Excerpt from a dataset
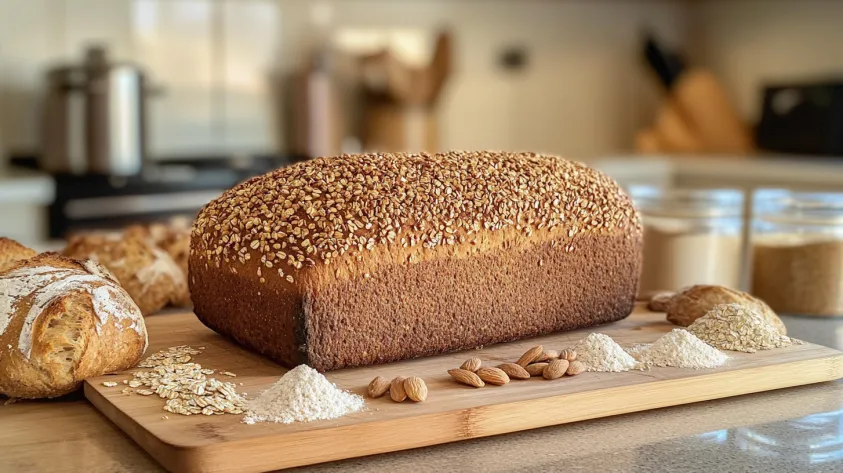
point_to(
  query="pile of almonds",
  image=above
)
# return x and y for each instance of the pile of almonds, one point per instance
(400, 388)
(549, 364)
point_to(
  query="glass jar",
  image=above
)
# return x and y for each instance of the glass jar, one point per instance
(797, 251)
(691, 236)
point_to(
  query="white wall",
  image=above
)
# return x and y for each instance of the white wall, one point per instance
(584, 94)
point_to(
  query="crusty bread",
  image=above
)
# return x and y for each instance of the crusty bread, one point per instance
(693, 302)
(174, 238)
(11, 252)
(62, 321)
(364, 259)
(147, 272)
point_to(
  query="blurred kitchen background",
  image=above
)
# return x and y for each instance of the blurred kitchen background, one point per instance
(118, 111)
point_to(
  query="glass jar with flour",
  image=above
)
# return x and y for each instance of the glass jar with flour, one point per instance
(797, 251)
(691, 236)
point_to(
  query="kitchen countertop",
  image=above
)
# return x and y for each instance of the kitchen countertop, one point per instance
(795, 429)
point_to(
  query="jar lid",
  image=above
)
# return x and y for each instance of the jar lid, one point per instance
(812, 208)
(688, 203)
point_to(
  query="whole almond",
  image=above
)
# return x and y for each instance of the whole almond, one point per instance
(378, 387)
(568, 354)
(575, 368)
(530, 355)
(555, 369)
(471, 364)
(536, 369)
(466, 377)
(415, 388)
(396, 389)
(547, 355)
(494, 376)
(514, 371)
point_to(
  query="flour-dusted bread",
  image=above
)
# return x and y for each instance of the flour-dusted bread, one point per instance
(62, 321)
(147, 272)
(11, 252)
(364, 259)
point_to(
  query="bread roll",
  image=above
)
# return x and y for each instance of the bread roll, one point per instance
(11, 252)
(364, 259)
(62, 321)
(147, 273)
(174, 238)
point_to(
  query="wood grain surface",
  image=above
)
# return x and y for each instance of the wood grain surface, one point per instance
(451, 413)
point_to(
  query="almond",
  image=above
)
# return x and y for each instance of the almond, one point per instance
(575, 368)
(378, 387)
(396, 389)
(415, 388)
(514, 371)
(471, 364)
(494, 376)
(466, 377)
(547, 355)
(555, 369)
(530, 355)
(536, 369)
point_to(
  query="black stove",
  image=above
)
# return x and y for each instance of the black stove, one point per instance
(165, 189)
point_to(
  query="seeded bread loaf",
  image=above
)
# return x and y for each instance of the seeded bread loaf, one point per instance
(364, 259)
(62, 321)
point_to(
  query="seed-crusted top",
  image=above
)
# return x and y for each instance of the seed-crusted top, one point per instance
(327, 209)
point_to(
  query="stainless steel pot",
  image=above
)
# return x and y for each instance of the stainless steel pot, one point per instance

● Directions for this task
Above are records with pictures; repeat the records exactly and leave the pictures out.

● Full solution
point_to(
  query="pile of almonds",
  image=above
)
# return x and y for each instance of the pile of almonds, one point per instance
(400, 388)
(549, 364)
point_to(
  query="glass jar",
  image=above
)
# return x and y for each instance of the glass jar, one point per instance
(797, 251)
(691, 236)
point_to(
  query="white wall",
  image=above
)
# return x and y for each instance of the white wall, one point per instance
(584, 94)
point_to(
  query="crusty bread",
  image=above
)
# return x and y for each instance of the crusty bread, one point per instance
(693, 302)
(174, 238)
(11, 252)
(62, 321)
(364, 259)
(147, 272)
point_to(
  query="blurred kitchen background",
  image=above
)
# return x and y for each instance of the blurred kitchen background, one point per instance
(118, 111)
point_to(
  query="glass jar with flour",
  image=above
)
# return x and y for each instance of the glass jar with flour, one point per instance
(797, 251)
(691, 236)
point_to(
  query="kitchen countertop",
  image=above
)
# return x and y for each instance of the kitchen countertop, one point per instance
(795, 429)
point_to(
  query="jar lid",
  image=above
)
# return x and y for each instance of the jar lid, one point per instance
(812, 208)
(688, 203)
point_to(
  query="whole almond",
  image=above
)
# return x and y for each instance of the whole almond, one point per instance
(378, 387)
(568, 354)
(575, 368)
(530, 355)
(555, 369)
(471, 364)
(536, 369)
(466, 377)
(415, 388)
(396, 389)
(547, 355)
(494, 376)
(514, 371)
point_to(
  query="flour-dusted bread",
  image=above
)
# return x and y for each instance of the flour-dusted bread, one point per instance
(62, 321)
(147, 272)
(11, 252)
(364, 259)
point_to(
  query="bread roll",
  image=above
)
# return x and y for each instance of the bread roll, one point per instance
(11, 252)
(364, 259)
(62, 321)
(147, 273)
(174, 238)
point_to(
  query="wood grain surface",
  image=above
)
# return x and y for each instance of the wood grain surface, one point per instance
(451, 413)
point_to(
  query="almond",
  image=above
)
# return x and y for each instance of the almond, one point per instance
(575, 368)
(378, 387)
(396, 389)
(415, 388)
(514, 371)
(471, 364)
(494, 376)
(466, 377)
(547, 355)
(555, 369)
(530, 355)
(536, 369)
point_to(
  query="black stove",
  image=above
)
# return x and y for each instance of the black stove, one point per instance
(165, 189)
point_to(
  query="seeded bread loaf",
  image=above
)
# return x and y for each instance of the seeded bread loaf, one point per instance
(364, 259)
(62, 321)
point_to(
  query="seed-crusted top",
  image=above
)
# return x and y for each instance of the seed-crusted top, one point per instance
(327, 209)
point_to(
  query="stainless steel pot",
  image=above
)
# return x and y for each instance of the stainless steel pot, one point per instance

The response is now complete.